# STATED EXERCISE:
Go through the listing and copy every line word for word.

# TASK INPUT:
"""

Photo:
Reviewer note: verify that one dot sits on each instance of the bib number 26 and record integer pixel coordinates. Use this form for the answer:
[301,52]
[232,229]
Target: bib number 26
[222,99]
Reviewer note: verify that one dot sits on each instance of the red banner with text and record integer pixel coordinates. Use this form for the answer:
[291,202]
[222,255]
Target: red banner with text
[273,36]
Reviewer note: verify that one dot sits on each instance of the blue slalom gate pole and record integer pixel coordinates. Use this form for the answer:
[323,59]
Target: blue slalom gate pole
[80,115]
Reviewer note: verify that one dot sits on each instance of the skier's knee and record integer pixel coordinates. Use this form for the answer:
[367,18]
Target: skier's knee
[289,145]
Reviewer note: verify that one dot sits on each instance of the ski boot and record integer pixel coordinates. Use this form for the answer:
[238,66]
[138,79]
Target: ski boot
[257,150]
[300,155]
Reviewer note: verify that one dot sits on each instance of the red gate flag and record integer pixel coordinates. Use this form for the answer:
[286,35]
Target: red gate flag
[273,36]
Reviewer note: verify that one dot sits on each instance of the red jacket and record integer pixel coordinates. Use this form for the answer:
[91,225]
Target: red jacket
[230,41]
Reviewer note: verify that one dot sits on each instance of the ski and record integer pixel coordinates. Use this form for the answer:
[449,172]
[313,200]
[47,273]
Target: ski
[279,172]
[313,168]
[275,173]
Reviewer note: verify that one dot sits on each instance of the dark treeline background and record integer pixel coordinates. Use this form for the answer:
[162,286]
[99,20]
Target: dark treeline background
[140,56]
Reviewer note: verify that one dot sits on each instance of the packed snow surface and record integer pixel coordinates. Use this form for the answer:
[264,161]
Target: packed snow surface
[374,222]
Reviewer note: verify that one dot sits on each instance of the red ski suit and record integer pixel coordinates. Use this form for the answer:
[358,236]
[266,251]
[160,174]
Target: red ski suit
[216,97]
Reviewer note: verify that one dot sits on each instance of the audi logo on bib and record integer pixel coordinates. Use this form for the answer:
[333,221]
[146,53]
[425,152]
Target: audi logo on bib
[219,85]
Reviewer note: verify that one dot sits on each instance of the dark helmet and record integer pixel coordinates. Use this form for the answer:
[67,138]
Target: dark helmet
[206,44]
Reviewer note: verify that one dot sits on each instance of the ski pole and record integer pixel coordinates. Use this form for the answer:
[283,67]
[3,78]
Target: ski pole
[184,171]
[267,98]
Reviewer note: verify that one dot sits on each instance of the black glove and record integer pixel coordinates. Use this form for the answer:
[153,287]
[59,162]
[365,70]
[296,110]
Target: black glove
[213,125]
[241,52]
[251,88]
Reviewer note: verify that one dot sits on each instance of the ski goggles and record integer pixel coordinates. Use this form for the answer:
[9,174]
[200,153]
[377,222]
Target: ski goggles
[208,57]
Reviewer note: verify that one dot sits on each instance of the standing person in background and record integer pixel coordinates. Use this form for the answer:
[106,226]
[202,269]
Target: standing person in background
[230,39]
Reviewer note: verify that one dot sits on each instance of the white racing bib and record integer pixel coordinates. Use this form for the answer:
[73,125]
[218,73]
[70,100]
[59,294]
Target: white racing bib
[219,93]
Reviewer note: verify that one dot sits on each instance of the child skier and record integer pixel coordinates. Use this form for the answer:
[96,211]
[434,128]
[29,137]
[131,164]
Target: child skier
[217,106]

"""

# SOLUTION TO THIS EXERCISE:
Photo:
Reviewer note: verify that one dot sits on each instance of the bib number 26 and record integer pixel coordinates. Use this form for the answer:
[301,52]
[232,229]
Target: bib number 26
[222,99]
Reviewer note: verify that one dot sits on each instance of the red banner with text and record integer pixel coordinates. Use this form for the answer:
[291,202]
[222,255]
Target: red banner with text
[273,36]
Reviewer note: verify that one dot sits on each instance of the blue slalom gate pole and record integer pixel coordinates. Use this form for the answer:
[323,59]
Target: blue slalom gate pole
[80,115]
Reviewer note: verify that one dot sits on each instance of the skier's knee and record integer pixel coordinates. Use this form for the answer:
[367,18]
Target: skier's knee
[289,145]
Reviewer note: verify that one dot sits on each instance of the ski boot and record integer pixel coordinates. Use this form for the answer:
[238,66]
[138,79]
Target: ski boot
[257,150]
[300,155]
Reviewer note: verify that one dot sits on each instance of the red gate flag and record integer pixel coordinates. Use this form for the answer:
[286,35]
Target: red gate flag
[273,36]
Reviewer note: verify that one dot sits on each instance of the red jacket and record integer pixel coordinates. Use this form for the answer:
[91,225]
Target: red jacket
[230,41]
Reviewer note: verify that one dot sits on each instance of the ski and record integer pixel coordinates. Use this form for the answer:
[449,172]
[313,200]
[47,273]
Target: ski
[279,172]
[313,168]
[275,173]
Reviewer note: verify that one dot sits on each instance of the dark treeline background and record integer pixel coordinates. Use this form for the answer:
[162,286]
[99,20]
Target: dark treeline background
[140,56]
Reviewer note: verify that one dot sits on each instance of the packed snow surface and record integer pixel coordinates. Use this form for the answer:
[264,161]
Target: packed snow surface
[374,222]
Reviewer note: verify that one dot sits on each instance of the red ski suit and record integer pixel coordinates. Use this form for the answer:
[358,236]
[266,251]
[160,174]
Target: red ski suit
[216,97]
Reviewer note: verify that one dot sits on each instance of the audi logo on bib and record integer pixel coordinates. Use this form for the answer:
[333,221]
[146,53]
[425,152]
Target: audi logo on bib
[219,85]
Reviewer note: verify that one dot sits on each instance of the dark helmet and record integer pixel coordinates. Use this form for the answer:
[67,138]
Target: dark helmet
[206,44]
Reviewer note: verify that one dot sits on each instance of the ski pole and record integer pixel coordinates. Use this form for the answer:
[283,67]
[3,78]
Target: ski pole
[184,171]
[267,98]
Reviewer note: verify that one dot sits on each instance of the black glove and record integer pixel coordinates. Use this form for the answer:
[153,287]
[59,162]
[365,70]
[296,110]
Target: black glove
[213,125]
[241,52]
[251,88]
Reviewer note: verify that one dot sits on each instance of the ski goggles and record integer pixel coordinates. Use this form for the answer:
[9,174]
[200,153]
[377,222]
Target: ski goggles
[208,57]
Reviewer note: verify that one dot sits on each instance of the standing person in background and record integer pixel coordinates. Use this form for the answer:
[106,226]
[202,269]
Target: standing person in background
[230,39]
Reviewer note: verify that one dot sits on each instance of the white racing bib and record integer pixel coordinates. Use this form for the answer:
[73,125]
[218,73]
[70,100]
[59,294]
Target: white racing bib
[219,93]
Reviewer note: verify that one dot sits on each instance of the child skier and record integer pixel coordinates. Use this form for the answer:
[96,211]
[434,128]
[29,137]
[131,164]
Target: child skier
[217,106]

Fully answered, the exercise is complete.